- [Task brief]: Your task is to give the data again, exactly, with every line intact.

- [Exercise material]:
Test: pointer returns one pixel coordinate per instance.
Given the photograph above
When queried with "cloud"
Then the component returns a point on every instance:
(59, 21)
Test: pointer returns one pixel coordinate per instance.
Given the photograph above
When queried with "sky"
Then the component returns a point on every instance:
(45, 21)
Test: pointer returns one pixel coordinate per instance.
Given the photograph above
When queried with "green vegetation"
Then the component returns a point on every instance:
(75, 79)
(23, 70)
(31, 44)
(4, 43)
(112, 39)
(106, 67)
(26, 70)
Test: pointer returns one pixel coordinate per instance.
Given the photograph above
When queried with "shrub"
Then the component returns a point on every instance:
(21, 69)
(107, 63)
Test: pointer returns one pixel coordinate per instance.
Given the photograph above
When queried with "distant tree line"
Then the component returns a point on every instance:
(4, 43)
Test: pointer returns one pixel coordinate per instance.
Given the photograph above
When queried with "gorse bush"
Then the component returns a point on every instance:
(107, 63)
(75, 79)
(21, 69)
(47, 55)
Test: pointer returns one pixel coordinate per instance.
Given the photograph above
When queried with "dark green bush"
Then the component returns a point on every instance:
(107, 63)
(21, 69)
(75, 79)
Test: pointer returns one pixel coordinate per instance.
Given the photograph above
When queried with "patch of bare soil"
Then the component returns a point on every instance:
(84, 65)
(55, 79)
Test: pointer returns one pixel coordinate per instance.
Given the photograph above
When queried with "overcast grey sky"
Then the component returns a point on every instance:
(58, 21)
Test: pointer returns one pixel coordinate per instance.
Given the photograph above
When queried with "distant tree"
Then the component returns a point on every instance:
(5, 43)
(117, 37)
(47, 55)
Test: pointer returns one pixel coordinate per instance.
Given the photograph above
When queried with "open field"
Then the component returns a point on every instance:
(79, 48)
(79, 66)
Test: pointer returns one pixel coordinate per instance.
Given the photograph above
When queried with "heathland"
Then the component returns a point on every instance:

- [Finished task]:
Test: pointer returns one pixel coordinate per instance.
Given the photograph above
When queried with "cloud"
Then the component returns a point on every instance:
(59, 21)
Test: pointer returns one pixel coordinate per instance.
Given the photograph above
When queried with "sky"
Then the component returns a point on every instance:
(45, 21)
Test: pointer returns one pixel coordinate per instance.
Given the photograph above
When queried with "green vegetation"
Then the component returns a point on every instance:
(75, 79)
(23, 70)
(31, 44)
(4, 43)
(112, 39)
(106, 67)
(26, 70)
Test: pointer returns one pixel coordinate per instance.
Given the photograph above
When queried with "shrub"
Then the component returns a point on every instance:
(21, 69)
(107, 63)
Test: pointer returns one pixel coordinate per instance.
Given the photograph above
When queried with "distant tree line"
Then the component returns a point on every instance:
(4, 43)
Test: pointer returns one pixel coordinate per instance.
Given the photograph above
When queried with "gorse bush"
Then the component returns a point on every instance:
(107, 63)
(75, 79)
(21, 69)
(47, 55)
Test: pointer returns one pixel coordinate per instance.
Given the photograph above
When queried with "dark green bush"
Then the component returns a point on every instance:
(107, 63)
(21, 69)
(75, 79)
Test: pointer returns one pixel coordinate per instance.
Given the photograph above
When queried with "patch of bare soil"
Then the component returns a point on every instance:
(84, 65)
(55, 79)
Test: pointer returns one pixel coordinate per instance.
Given the photograph above
When queried with "overcast grey sky"
Then the component returns a point on every instance:
(58, 21)
Test: pointer returns one pixel coordinate per instance.
Given the photograph above
When queried with "distant tree"
Then the component returns a point on every instance:
(5, 43)
(117, 37)
(47, 55)
Test: pointer returns one pixel coordinate per instance.
Given the photograph above
When queried with "open field"
Then the component returns a point on every instance:
(79, 48)
(79, 66)
Test: pointer returns one pixel coordinate per instance.
Given the photograph above
When queried with "heathland"
Then the component returns a point on every instance:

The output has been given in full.